(Referring expression pointing data)
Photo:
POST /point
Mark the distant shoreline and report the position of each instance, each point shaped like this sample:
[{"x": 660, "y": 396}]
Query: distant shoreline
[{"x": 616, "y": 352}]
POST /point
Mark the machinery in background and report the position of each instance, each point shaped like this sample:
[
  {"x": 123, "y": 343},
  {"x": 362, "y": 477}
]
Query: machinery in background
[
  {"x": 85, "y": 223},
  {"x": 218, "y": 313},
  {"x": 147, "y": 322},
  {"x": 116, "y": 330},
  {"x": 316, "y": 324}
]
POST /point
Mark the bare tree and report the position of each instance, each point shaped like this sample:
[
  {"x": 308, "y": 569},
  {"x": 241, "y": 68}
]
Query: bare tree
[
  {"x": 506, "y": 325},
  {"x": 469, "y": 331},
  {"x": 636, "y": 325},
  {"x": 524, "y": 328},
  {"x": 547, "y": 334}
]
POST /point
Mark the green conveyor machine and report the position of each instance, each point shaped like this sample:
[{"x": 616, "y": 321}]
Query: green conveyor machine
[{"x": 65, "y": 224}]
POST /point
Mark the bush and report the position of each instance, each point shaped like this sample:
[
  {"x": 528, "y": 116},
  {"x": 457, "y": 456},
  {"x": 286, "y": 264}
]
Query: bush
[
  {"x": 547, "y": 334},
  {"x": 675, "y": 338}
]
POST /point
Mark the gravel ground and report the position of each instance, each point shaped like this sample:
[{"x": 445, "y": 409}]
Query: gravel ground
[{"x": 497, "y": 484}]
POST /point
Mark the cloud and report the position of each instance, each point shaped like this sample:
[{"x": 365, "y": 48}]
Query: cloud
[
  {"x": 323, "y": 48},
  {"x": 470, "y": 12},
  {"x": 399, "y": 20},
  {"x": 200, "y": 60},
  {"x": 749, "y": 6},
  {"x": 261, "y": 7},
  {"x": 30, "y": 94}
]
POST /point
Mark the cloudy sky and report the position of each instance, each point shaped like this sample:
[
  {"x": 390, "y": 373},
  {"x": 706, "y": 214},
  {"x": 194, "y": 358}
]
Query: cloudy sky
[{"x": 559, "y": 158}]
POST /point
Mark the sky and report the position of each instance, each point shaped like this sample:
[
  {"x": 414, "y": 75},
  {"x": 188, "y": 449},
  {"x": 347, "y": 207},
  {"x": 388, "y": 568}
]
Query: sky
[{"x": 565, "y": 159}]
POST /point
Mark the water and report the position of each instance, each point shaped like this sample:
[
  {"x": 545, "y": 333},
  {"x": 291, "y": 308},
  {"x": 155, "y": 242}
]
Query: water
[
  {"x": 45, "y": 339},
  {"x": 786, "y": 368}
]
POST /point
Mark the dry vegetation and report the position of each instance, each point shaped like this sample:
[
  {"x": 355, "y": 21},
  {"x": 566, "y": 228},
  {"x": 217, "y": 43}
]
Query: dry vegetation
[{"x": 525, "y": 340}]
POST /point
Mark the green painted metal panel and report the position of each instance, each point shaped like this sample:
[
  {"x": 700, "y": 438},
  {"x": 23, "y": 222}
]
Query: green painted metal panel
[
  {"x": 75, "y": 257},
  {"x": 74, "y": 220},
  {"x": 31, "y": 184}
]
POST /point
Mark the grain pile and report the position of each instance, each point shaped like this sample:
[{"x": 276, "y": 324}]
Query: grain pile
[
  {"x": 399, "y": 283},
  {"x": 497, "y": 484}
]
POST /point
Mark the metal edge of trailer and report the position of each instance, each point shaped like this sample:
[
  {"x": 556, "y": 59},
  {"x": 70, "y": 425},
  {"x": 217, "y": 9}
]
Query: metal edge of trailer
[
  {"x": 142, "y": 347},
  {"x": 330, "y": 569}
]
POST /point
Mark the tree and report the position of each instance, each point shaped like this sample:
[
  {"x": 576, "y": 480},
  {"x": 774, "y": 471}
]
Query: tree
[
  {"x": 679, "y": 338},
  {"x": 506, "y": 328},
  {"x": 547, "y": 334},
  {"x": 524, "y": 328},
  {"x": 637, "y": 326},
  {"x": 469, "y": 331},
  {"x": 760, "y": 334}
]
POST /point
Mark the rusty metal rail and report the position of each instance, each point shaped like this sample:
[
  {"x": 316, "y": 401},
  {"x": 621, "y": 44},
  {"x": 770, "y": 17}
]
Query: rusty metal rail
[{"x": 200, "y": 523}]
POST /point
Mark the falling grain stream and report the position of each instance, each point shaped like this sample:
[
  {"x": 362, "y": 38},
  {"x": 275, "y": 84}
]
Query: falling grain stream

• Exercise brief: Look over the records. Copy the lines that include the word "falling".

• Answer to this task:
Mark the falling grain stream and report the position of each instance, each point shaped like this sample:
Query: falling grain stream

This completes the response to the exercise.